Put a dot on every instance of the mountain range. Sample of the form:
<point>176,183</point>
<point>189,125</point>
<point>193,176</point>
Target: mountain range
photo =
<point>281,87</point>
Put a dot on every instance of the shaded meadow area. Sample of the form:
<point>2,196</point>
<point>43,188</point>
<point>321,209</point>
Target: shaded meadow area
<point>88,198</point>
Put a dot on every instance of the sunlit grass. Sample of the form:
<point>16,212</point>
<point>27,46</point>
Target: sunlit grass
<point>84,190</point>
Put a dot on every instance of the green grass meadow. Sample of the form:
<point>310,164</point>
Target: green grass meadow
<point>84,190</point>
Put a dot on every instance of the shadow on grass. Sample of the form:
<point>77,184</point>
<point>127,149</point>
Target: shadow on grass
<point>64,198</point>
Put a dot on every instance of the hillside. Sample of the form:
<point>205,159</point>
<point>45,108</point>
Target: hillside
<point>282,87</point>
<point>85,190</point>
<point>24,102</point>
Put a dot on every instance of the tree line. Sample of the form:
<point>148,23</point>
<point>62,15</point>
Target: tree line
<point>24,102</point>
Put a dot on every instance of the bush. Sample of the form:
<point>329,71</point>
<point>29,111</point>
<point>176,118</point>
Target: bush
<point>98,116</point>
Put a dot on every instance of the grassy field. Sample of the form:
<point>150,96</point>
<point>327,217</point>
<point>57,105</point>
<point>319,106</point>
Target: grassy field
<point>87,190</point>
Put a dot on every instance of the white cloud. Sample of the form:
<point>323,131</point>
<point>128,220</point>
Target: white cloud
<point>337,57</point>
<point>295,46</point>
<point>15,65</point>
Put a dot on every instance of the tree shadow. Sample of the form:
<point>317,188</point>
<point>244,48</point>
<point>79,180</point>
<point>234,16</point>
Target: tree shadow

++++++++++++++++++++

#### [EXERCISE GOAL]
Turn all of the rows above into a numbered list, leaving out any blank lines.

#### [RESPONSE TO THE TASK]
1. Put a dot on every instance of the mountain range. Sample of the form:
2. <point>176,183</point>
3. <point>189,125</point>
4. <point>193,176</point>
5. Target: mountain range
6. photo =
7. <point>281,87</point>
8. Put a dot on every instance of the shaded meadow area. Sample of the form:
9. <point>2,196</point>
10. <point>43,188</point>
11. <point>321,209</point>
12. Target: shaded meadow area
13. <point>88,198</point>
14. Put a dot on every instance of the sunlit grass. Sample of the form:
15. <point>16,212</point>
16. <point>27,46</point>
17. Target: sunlit grass
18. <point>84,190</point>
19. Put a dot on every instance of the green grass meadow. Sample of the form:
20. <point>310,164</point>
21. Target: green grass meadow
22. <point>84,190</point>
23. Put a dot on every instance of the shadow on grass. Sample of the form:
24. <point>77,184</point>
25. <point>127,149</point>
26. Target: shadow on grass
27. <point>64,198</point>
28. Put a dot on every instance of the hillside. Sample of the form:
29. <point>205,159</point>
30. <point>45,108</point>
31. Target: hillside
32. <point>282,87</point>
33. <point>85,190</point>
34. <point>24,102</point>
35. Put a dot on every instance of the tree line. Sample of the form:
36. <point>148,23</point>
37. <point>62,15</point>
38. Target: tree line
39. <point>24,102</point>
40. Put a dot on every instance of the bush. Sample of the form:
41. <point>329,71</point>
42. <point>29,111</point>
43. <point>176,118</point>
44. Target: bush
45. <point>98,116</point>
46. Put a dot on every instance of the grassy field. Sample of the form:
47. <point>150,96</point>
48. <point>327,217</point>
49. <point>57,105</point>
50. <point>319,106</point>
51. Target: grassy field
52. <point>87,190</point>
53. Put a dot on every instance of the white cloud. Sample of the form:
54. <point>323,131</point>
55. <point>128,220</point>
56. Target: white cloud
57. <point>337,57</point>
58. <point>295,46</point>
59. <point>15,65</point>
60. Put a dot on every instance of the tree shadow. Sample of the form:
61. <point>317,188</point>
62. <point>244,48</point>
63. <point>79,180</point>
64. <point>234,16</point>
65. Target: tree shadow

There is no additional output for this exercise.